_TASK LIST_:
1/ In the horticultural therapy text, what did court physicians in Egypt prescribe as treatment for mood instability?
2/ Retype part of the horticultural therapy text word for word, beginning at the words "Horticultural Therapy, a" and stopping after "(Haller & Kramer, 2006).".

_PROVIDED TEXT_:
Horticultural Therapy, a professional practice that integrates specific gardening activities with traditional counseling theory,is a powerful tool that recognizes the benefits of placing the client in a care giving role. At Pacific Quest, the art of gardening and the art of living come together, offering growth-focused and goal-oriented treatment activities that research has shown to reduce stress, improve concentration, increase motivation, and overall life satisfaction (Haller & Kramer, 2006).
The history of Horticultural Therapy dates to early human history when court physicians in Egypt prescribed daily walks in a garden as treatment for mood instability (Lewis, 1976). Greek philosophers were known for teaching life lessons in lush productive gardens, and animistic cultures mythologized the biological processes of plants and trees to create meaning and identity within their society. However, it wasn’t until the advent of the first private psychiatric institutions in the early 1800’s that Horticultural Therapy became a respected clinical treatment for mental illness. While the curative and calming effects of caring for plants and trees may be timeless and universally appealing, Horticultural Therapy continues to be a growing field that has proven to be compatible with a variety of professional counseling and rehabilitative practices.

_DATASET EXCERPTS_:

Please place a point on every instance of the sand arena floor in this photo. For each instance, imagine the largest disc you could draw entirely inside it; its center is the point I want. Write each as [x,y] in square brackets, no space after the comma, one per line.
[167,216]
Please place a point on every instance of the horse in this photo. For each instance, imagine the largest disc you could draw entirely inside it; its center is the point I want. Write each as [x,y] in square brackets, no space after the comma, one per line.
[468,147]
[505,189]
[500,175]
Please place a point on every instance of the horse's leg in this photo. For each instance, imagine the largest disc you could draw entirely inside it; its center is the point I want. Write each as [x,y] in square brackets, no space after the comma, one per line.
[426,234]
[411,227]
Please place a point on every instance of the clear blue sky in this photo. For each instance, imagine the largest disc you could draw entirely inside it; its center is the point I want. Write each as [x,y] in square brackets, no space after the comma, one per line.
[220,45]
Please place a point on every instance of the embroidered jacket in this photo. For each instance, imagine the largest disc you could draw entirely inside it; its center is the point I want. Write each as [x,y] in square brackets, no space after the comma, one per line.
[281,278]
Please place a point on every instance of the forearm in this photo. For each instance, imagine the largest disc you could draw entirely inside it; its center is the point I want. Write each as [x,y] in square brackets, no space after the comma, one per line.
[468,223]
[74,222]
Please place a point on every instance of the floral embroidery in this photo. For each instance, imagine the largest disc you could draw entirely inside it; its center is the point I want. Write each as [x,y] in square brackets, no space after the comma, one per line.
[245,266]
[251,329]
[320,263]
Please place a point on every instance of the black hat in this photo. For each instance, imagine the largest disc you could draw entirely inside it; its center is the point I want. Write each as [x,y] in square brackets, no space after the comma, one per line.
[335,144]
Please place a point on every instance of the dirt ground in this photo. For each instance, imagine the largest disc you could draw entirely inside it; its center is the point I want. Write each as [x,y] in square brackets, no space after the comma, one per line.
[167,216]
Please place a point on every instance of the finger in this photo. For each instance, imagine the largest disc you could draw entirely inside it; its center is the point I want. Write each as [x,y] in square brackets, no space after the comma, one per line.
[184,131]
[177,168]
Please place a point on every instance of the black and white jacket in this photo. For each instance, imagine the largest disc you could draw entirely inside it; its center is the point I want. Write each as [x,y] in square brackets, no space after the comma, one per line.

_ANSWERS IN ORDER_:
1/ Daily walks in a garden.

2/
Horticultural Therapy, a professional practice that integrates specific gardening activities with traditional counseling theory,is a powerful tool that recognizes the benefits of placing the client in a care giving role. At Pacific Quest, the art of gardening and the art of living come together, offering growth-focused and goal-oriented treatment activities that research has shown to reduce stress, improve concentration, increase motivation, and overall life satisfaction (Haller & Kramer, 2006).